[START OF DATA SUPPLIED]

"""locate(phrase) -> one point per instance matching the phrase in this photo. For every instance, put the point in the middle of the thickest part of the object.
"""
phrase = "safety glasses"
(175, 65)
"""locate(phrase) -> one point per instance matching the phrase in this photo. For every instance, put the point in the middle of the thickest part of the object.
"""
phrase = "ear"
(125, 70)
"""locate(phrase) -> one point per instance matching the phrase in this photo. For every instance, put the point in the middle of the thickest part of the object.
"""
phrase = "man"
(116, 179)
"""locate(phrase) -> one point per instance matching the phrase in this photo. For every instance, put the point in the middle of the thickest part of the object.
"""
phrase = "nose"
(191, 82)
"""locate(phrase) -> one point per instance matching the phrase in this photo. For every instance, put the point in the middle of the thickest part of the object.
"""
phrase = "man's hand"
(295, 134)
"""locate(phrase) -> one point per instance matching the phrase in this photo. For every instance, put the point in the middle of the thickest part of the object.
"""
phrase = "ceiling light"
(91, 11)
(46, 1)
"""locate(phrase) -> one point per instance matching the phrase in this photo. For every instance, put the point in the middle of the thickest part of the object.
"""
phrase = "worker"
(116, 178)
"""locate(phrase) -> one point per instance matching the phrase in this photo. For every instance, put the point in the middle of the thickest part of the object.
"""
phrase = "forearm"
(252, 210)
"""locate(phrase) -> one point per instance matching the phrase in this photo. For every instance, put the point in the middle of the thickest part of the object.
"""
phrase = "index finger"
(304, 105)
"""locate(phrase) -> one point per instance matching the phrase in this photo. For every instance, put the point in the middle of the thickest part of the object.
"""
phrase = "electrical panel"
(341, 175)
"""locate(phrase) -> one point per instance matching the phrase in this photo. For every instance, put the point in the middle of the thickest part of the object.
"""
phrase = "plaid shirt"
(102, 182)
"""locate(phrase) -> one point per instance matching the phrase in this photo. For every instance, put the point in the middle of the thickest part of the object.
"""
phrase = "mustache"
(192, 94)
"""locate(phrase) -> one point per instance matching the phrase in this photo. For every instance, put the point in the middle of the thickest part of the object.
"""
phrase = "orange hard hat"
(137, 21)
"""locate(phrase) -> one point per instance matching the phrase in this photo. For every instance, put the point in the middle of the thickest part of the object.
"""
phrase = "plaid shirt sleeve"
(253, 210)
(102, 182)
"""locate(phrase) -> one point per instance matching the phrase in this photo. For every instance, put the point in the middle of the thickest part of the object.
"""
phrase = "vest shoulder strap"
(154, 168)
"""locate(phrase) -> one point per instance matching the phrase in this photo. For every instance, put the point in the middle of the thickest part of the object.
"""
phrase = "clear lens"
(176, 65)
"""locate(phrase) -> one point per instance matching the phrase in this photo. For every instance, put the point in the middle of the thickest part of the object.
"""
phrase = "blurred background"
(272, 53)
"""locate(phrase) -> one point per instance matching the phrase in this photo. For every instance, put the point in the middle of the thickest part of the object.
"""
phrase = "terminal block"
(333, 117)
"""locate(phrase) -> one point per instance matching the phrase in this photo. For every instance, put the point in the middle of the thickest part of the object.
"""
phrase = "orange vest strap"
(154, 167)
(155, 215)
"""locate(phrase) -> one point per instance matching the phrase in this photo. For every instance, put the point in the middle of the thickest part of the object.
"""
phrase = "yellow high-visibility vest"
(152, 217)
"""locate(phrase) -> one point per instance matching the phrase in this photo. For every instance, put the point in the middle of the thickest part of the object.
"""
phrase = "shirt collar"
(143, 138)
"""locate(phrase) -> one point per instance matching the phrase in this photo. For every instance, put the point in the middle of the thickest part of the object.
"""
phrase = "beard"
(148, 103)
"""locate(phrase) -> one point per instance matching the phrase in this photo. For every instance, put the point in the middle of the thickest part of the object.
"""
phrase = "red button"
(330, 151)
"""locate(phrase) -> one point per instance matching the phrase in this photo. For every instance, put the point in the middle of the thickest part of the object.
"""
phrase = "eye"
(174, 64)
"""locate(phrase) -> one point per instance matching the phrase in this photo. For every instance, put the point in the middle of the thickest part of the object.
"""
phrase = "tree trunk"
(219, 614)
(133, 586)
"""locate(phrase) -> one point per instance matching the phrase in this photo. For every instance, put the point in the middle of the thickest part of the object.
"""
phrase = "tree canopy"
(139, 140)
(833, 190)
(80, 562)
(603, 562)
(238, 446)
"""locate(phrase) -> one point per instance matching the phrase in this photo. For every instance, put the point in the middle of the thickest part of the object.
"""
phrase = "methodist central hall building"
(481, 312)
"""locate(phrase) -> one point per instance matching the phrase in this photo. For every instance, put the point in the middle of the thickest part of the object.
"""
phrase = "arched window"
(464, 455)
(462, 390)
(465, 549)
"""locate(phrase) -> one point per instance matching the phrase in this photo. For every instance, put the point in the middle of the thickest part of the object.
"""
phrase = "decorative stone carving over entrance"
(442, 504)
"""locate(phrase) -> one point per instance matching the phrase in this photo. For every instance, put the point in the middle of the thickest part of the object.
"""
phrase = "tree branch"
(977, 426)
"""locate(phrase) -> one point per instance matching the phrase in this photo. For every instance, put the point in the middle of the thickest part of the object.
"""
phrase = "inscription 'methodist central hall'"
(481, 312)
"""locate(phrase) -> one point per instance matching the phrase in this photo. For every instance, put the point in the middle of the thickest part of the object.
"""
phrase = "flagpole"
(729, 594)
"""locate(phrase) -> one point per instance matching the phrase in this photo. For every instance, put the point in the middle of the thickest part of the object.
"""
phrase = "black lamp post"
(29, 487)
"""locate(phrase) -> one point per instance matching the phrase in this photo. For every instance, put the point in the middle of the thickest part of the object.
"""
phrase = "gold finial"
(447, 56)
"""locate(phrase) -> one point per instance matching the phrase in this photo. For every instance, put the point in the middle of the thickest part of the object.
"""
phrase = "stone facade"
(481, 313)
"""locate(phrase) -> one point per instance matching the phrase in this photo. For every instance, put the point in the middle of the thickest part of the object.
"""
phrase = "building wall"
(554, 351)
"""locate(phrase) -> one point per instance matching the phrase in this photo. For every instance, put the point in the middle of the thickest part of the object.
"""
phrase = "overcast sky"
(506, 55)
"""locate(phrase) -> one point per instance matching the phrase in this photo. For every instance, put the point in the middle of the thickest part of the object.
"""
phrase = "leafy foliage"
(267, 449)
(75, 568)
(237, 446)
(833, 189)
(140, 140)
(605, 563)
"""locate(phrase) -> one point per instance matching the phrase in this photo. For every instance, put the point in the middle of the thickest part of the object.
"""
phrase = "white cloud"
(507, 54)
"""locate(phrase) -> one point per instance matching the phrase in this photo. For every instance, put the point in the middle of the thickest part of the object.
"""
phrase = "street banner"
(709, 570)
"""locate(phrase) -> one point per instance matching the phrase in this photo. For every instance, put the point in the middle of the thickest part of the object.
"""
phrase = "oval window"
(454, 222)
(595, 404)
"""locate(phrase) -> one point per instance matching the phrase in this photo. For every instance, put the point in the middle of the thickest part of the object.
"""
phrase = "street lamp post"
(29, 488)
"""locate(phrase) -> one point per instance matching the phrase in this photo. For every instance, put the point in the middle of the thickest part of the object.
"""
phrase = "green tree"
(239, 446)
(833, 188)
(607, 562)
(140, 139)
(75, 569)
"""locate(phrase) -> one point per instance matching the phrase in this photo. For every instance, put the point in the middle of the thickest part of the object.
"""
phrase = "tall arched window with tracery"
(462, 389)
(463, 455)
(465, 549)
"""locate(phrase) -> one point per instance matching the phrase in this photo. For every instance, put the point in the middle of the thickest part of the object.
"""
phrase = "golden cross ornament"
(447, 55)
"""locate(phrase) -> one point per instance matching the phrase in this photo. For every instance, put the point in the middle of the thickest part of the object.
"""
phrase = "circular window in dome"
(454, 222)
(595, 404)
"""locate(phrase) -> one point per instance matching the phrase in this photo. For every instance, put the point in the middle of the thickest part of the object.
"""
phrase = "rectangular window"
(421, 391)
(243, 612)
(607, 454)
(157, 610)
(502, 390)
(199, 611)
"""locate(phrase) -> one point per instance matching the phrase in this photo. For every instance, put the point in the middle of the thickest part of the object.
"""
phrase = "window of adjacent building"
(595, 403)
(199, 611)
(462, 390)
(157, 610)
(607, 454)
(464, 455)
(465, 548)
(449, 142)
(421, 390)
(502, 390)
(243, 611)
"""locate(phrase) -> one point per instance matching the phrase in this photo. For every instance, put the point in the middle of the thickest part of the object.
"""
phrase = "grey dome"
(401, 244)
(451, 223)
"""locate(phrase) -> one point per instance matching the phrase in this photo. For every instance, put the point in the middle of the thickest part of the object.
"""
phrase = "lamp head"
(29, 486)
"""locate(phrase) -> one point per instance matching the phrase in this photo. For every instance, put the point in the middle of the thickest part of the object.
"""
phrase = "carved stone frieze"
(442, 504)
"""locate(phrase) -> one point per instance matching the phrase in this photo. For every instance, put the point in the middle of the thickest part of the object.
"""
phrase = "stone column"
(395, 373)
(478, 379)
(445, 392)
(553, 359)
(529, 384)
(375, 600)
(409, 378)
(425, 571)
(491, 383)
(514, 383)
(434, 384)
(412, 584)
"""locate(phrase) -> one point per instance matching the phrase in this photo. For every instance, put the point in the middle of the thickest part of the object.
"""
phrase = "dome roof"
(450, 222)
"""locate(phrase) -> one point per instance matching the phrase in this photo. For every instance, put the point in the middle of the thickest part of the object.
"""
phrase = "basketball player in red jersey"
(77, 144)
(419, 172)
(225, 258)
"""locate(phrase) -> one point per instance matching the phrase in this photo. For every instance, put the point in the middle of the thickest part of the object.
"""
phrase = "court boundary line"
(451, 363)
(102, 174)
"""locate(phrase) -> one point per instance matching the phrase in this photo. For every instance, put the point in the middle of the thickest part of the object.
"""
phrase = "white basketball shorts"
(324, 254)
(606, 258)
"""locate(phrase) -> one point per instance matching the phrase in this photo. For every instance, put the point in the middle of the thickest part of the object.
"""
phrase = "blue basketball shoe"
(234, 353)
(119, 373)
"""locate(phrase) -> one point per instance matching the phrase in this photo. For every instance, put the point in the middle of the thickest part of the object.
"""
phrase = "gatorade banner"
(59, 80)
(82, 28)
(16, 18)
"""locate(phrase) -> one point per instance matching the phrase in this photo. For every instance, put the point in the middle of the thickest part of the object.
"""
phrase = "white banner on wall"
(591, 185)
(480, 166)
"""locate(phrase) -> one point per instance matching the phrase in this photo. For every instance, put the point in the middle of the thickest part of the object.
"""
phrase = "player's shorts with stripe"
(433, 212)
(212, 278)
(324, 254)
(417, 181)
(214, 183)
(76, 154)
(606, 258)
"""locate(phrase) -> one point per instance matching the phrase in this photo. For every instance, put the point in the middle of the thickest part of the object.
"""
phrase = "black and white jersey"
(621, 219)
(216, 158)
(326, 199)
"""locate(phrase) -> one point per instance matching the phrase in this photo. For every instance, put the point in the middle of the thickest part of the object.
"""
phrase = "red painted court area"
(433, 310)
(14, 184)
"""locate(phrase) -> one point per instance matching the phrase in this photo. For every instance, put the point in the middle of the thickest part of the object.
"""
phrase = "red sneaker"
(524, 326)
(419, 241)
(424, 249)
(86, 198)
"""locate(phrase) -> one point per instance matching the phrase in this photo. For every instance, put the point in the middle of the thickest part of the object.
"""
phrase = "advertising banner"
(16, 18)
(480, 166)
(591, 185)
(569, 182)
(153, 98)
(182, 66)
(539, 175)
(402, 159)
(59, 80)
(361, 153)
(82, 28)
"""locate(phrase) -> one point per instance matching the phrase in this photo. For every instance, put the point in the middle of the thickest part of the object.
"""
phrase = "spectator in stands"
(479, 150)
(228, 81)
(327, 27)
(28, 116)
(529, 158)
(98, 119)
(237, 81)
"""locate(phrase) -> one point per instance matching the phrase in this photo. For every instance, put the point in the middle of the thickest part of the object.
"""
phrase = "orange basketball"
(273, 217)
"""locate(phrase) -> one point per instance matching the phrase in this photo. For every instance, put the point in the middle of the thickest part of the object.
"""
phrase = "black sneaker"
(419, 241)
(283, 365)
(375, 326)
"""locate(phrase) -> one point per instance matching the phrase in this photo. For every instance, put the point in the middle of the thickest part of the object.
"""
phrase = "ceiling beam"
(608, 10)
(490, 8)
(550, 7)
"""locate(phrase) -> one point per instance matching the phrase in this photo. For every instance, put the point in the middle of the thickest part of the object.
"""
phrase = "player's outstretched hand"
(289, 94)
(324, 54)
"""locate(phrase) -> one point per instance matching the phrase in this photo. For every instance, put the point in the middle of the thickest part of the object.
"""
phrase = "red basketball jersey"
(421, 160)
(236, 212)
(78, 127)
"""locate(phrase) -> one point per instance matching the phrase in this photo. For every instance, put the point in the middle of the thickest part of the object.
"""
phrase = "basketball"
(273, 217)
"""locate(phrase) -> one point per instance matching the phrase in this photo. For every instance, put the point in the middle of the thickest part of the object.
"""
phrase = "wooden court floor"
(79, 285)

[END OF DATA SUPPLIED]

EXERCISE: Identify every line in the entries above that contains the string "banner", and copy each one. Case counts.

EXERCISE RESULT:
phrase = "street banner"
phrase = "gatorade banner"
phrase = "white banner on wall"
phrase = "advertising banner"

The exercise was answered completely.